Excerpts of bounding box data
- - -

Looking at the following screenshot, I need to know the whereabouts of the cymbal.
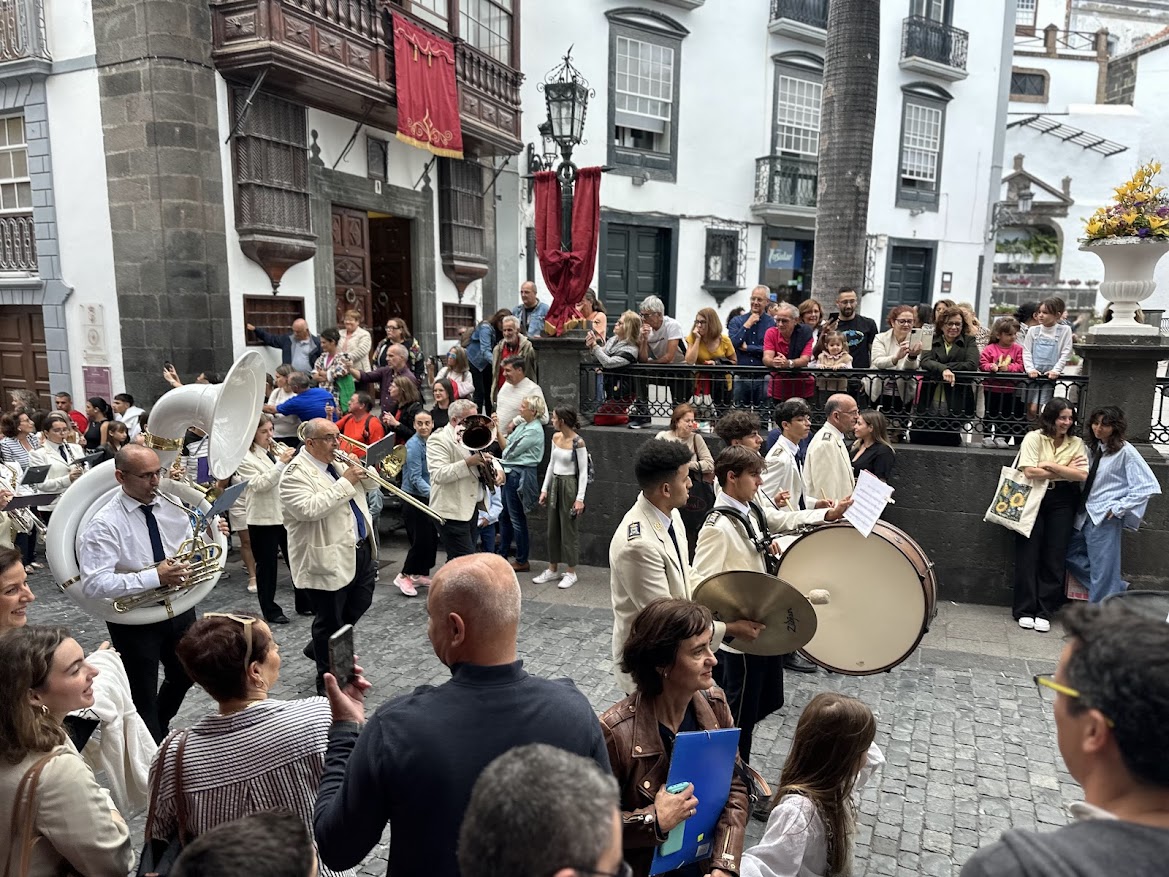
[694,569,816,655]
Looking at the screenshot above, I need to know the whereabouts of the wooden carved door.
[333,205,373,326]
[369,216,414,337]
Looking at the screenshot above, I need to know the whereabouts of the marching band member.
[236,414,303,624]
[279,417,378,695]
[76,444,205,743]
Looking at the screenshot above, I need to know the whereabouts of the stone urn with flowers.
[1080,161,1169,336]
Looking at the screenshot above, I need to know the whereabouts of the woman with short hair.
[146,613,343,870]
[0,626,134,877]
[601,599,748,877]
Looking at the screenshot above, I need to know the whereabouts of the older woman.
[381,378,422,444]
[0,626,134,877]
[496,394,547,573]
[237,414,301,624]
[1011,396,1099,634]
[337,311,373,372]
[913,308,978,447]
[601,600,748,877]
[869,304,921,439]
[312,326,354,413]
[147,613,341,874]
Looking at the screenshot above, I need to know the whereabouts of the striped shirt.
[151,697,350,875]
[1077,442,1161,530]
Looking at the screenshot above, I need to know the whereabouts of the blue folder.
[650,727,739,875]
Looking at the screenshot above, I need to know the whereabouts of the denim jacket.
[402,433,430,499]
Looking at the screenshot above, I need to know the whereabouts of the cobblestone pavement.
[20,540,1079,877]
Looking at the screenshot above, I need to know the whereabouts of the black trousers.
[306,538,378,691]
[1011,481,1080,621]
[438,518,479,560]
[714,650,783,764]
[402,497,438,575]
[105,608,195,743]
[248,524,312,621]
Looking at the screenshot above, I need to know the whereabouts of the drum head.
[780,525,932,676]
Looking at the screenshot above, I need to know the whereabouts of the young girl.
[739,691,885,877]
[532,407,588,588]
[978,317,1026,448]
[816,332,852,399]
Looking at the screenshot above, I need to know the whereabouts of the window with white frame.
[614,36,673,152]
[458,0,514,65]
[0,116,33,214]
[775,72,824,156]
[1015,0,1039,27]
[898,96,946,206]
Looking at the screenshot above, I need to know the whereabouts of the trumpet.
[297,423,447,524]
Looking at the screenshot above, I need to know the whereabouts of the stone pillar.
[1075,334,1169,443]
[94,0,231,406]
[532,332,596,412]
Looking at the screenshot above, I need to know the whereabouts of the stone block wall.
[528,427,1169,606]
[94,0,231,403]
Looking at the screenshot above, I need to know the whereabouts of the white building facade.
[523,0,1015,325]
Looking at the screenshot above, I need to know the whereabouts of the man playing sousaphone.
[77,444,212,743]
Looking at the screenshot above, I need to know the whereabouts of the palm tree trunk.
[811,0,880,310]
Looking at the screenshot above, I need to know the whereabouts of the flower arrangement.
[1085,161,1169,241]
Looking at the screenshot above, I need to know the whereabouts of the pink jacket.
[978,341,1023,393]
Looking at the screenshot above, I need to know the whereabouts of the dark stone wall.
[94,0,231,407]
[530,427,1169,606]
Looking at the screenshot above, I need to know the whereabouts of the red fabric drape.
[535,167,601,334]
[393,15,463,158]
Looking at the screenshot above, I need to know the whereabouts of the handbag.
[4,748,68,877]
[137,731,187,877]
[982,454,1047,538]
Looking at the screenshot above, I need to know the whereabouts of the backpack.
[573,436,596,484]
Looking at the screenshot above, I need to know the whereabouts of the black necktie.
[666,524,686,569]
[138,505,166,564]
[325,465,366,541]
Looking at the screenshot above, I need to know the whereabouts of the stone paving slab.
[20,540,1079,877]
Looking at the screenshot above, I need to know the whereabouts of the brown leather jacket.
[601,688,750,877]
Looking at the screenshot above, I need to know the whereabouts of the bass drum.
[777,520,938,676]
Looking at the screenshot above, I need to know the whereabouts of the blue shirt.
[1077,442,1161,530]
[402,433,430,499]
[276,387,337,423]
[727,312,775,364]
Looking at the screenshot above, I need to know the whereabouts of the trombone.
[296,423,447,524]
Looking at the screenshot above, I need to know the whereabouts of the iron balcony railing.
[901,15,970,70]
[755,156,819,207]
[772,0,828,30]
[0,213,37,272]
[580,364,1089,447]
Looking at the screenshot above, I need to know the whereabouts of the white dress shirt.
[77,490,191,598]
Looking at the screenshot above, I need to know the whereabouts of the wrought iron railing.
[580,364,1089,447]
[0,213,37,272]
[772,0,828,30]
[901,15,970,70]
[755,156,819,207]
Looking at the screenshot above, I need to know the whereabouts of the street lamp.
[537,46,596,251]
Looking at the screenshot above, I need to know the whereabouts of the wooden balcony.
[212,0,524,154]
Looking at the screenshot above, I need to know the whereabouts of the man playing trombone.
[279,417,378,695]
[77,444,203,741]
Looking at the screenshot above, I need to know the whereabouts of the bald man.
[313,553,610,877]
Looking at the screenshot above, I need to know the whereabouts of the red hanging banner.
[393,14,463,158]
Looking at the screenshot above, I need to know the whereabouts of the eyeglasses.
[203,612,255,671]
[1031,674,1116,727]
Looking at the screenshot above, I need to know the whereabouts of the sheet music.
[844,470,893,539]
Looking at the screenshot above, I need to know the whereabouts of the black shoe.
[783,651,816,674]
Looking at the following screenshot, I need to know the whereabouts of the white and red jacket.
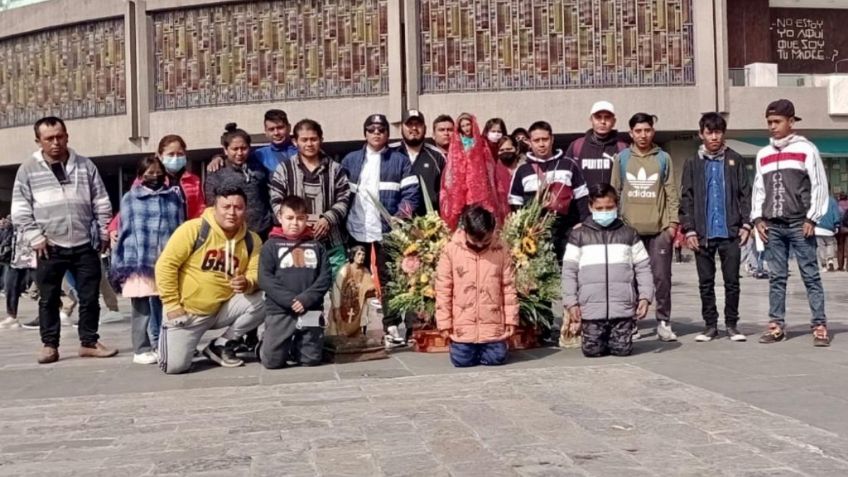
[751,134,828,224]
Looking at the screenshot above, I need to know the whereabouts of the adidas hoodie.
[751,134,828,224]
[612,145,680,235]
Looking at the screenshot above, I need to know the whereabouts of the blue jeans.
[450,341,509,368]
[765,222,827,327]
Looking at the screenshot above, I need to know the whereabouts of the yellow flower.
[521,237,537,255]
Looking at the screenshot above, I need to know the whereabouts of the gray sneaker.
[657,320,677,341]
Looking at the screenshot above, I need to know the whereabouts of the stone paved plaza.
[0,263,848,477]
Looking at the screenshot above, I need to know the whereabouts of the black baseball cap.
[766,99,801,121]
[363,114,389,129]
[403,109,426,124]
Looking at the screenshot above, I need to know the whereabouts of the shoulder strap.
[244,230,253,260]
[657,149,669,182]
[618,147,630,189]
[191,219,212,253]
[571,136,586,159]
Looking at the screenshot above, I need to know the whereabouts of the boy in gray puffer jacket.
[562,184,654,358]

- - -

◆ Task description:
Copy the records word for word, starting at the beginning and ending with the line that contains "[369,216,414,337]", including both ends. Leave the pictures out of your copy.

◆ Complete response:
Looking at the following screenshot, I need to know the whereabouts of the cymbal.
[694,569,816,655]
Looking at the screenshot above, I need to know the whereabouts of the wooden carved door.
[333,205,373,326]
[369,216,414,337]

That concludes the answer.